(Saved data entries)
§ §
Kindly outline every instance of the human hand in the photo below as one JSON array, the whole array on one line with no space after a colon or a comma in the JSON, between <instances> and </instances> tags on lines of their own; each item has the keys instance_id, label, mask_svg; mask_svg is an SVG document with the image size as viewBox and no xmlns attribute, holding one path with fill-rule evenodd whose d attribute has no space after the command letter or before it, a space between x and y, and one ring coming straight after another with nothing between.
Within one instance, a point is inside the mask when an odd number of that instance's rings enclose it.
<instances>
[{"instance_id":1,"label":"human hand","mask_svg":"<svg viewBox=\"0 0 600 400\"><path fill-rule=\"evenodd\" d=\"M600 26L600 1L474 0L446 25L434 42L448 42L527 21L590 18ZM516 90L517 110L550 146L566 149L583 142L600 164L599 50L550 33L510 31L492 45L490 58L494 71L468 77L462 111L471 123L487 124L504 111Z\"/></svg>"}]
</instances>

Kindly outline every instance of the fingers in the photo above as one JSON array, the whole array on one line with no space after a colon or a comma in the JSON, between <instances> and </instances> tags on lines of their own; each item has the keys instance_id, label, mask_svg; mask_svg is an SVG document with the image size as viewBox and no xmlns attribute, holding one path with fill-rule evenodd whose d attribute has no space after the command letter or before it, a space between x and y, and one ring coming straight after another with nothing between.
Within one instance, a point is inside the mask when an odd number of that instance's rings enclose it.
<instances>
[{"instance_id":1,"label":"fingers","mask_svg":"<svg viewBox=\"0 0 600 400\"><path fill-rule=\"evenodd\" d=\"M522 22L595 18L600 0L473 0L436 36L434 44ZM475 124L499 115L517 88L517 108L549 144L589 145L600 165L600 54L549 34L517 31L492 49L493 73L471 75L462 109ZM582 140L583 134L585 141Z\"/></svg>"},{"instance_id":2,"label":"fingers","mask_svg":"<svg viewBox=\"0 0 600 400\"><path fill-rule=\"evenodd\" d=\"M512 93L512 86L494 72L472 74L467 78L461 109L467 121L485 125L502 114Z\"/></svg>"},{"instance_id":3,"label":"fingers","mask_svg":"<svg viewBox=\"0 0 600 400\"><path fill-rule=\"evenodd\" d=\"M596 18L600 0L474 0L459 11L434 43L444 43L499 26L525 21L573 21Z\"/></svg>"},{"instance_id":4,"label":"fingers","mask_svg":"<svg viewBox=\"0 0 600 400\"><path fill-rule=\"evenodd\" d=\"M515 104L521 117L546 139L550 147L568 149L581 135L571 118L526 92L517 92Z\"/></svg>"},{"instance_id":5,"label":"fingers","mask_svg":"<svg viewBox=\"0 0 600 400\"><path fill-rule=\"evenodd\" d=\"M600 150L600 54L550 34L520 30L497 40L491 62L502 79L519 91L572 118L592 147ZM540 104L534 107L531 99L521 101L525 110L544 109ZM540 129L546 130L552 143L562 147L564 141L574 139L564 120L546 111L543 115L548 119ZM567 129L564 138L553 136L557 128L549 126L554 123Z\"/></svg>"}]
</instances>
§ §
» **TO DO**
Nothing but a number should be given: the number of lines in the records that contain the word "straight".

» **ANSWER BELOW**
2